[WHAT IS NEEDED] Put the lines of the records below into a numbered list, from the line holding "Would you mind marking the orange" through the last line of the records, both included. Leave out any blank lines.

******************************

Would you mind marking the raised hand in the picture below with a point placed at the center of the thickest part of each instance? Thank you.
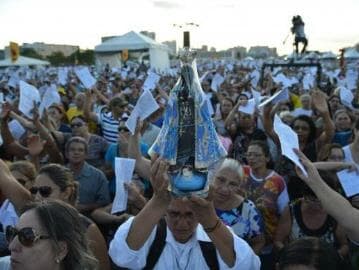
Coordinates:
(160, 180)
(312, 171)
(5, 111)
(319, 100)
(203, 209)
(35, 145)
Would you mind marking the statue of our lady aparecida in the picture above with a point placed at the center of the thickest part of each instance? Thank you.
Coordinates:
(188, 140)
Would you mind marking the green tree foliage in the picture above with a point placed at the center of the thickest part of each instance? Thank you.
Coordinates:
(29, 52)
(86, 57)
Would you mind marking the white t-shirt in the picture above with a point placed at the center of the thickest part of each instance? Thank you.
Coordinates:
(177, 256)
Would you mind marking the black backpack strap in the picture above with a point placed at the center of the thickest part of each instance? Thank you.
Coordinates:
(157, 245)
(210, 255)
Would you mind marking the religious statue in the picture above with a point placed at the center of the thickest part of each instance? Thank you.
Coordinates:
(188, 139)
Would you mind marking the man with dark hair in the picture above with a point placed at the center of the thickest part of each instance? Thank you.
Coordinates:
(190, 236)
(93, 190)
(298, 31)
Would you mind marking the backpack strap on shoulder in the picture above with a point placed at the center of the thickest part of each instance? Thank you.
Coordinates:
(210, 255)
(157, 245)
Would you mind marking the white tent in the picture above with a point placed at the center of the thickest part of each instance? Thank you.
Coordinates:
(351, 54)
(23, 61)
(109, 52)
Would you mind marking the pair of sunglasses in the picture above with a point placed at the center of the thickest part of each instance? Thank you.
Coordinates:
(75, 125)
(27, 236)
(45, 191)
(123, 129)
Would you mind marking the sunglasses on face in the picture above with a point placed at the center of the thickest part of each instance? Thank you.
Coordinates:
(27, 236)
(45, 191)
(75, 125)
(123, 129)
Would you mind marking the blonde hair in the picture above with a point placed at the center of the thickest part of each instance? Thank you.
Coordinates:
(233, 165)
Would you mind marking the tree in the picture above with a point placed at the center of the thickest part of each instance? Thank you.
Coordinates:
(57, 59)
(29, 52)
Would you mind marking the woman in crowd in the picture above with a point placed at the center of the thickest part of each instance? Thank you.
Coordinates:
(267, 190)
(234, 210)
(306, 217)
(343, 127)
(49, 235)
(57, 114)
(308, 253)
(226, 105)
(53, 182)
(306, 130)
(351, 151)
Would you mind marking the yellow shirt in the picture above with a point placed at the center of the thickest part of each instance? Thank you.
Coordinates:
(295, 101)
(74, 111)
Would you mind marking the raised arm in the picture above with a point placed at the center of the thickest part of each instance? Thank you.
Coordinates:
(143, 165)
(146, 220)
(88, 113)
(268, 123)
(232, 113)
(283, 229)
(12, 146)
(321, 105)
(335, 204)
(220, 235)
(12, 189)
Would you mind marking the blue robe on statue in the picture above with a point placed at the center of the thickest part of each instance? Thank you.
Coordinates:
(208, 148)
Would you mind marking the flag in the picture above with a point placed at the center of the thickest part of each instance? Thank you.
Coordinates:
(124, 55)
(14, 51)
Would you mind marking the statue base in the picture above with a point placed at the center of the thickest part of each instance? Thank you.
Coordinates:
(186, 182)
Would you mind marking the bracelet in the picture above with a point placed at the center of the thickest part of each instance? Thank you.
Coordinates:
(215, 227)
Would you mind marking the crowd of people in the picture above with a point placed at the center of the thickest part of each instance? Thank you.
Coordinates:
(58, 180)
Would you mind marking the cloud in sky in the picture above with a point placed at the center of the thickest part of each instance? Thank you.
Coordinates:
(223, 23)
(166, 4)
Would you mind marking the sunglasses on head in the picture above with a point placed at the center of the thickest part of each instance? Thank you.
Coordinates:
(76, 125)
(45, 191)
(27, 236)
(123, 129)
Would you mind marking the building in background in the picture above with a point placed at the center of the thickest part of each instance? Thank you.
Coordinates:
(172, 45)
(45, 50)
(149, 34)
(262, 52)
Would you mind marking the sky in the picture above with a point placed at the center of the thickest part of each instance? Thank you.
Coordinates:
(329, 25)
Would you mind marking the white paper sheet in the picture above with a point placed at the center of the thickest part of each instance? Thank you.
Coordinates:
(50, 97)
(151, 81)
(124, 168)
(249, 108)
(349, 181)
(346, 97)
(85, 77)
(145, 105)
(277, 97)
(217, 80)
(62, 76)
(16, 129)
(13, 81)
(28, 95)
(308, 81)
(203, 76)
(288, 141)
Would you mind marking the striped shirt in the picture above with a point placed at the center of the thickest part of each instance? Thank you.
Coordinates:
(109, 126)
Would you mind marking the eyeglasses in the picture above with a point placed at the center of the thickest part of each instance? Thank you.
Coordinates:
(311, 199)
(45, 191)
(123, 129)
(75, 125)
(27, 236)
(304, 128)
(255, 155)
(177, 215)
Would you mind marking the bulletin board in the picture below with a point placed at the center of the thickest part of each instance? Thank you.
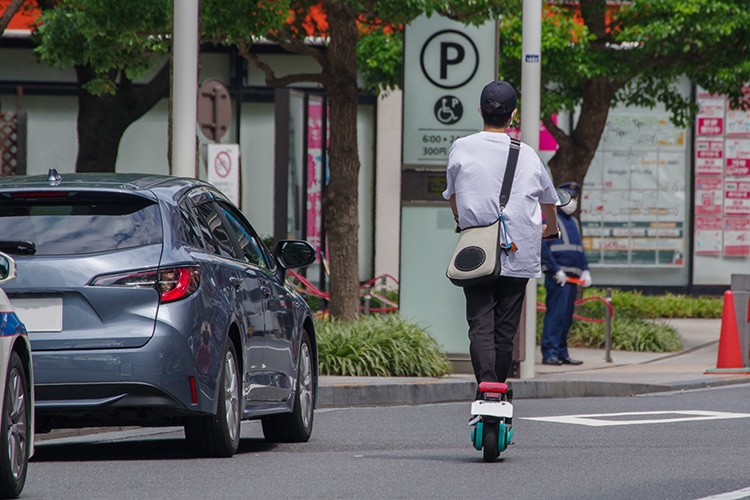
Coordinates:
(634, 208)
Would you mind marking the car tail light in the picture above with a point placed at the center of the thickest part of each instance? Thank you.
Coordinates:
(172, 284)
(178, 283)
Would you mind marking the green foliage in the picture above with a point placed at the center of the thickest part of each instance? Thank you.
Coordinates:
(633, 325)
(377, 345)
(111, 36)
(641, 47)
(379, 57)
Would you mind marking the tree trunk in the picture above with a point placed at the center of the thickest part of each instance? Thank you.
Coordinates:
(574, 153)
(102, 120)
(340, 202)
(13, 7)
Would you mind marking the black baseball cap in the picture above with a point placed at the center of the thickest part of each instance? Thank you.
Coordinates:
(498, 98)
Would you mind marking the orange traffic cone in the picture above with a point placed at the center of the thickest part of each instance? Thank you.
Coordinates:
(729, 359)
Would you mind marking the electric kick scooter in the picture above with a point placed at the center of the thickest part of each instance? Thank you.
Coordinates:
(491, 424)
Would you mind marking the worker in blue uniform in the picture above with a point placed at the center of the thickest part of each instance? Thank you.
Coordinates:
(562, 258)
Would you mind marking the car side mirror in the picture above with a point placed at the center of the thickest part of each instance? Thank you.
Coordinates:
(291, 254)
(563, 197)
(7, 268)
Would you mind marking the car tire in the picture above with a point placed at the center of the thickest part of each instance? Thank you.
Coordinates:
(296, 427)
(15, 435)
(219, 435)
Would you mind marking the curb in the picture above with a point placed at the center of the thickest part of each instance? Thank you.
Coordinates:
(428, 391)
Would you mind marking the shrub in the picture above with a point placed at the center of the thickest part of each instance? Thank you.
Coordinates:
(632, 325)
(378, 345)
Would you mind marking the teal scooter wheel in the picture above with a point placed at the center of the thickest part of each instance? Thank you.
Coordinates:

******************************

[TASK RESULT]
1. Would you mind marking the orange traffic cone in the picture above with a point placed at the center of the thickest part of each instance? Thank you.
2. Coordinates:
3. (729, 359)
4. Would you mind marking the electric kick scooter in the picture above with a point placed at the center of the thickest part of each instance? Thank you.
5. Coordinates:
6. (491, 424)
7. Would you mind marking the worker in blue uniform in the picture above with a point placed at the center of the thickest part of each instance? Thank you.
8. Coordinates:
9. (562, 258)
10. Would you mind marking the car side mirror in the picture above with a point placed at the center of the thickest part of each instance? Thank you.
11. Coordinates:
12. (291, 254)
13. (563, 197)
14. (7, 268)
15. Would you mind marking the car tire in the picture above with a point placed at the center of the thickest part of each instance? Thank you.
16. Coordinates:
17. (296, 427)
18. (15, 435)
19. (219, 435)
20. Would you mind marking the curb in the picture above with a point placed at the center of the thickest part of each instance? Thank you.
21. Coordinates:
22. (428, 391)
23. Would you mind marking the shrub in the picture above with a point placed at the center of the thickest part of each instance? Thank you.
24. Coordinates:
25. (632, 325)
26. (378, 345)
27. Would you mind marking the teal scooter wheel in the picture above with a point placed at the center of the thickest part of each instance? Thank you.
28. Coordinates:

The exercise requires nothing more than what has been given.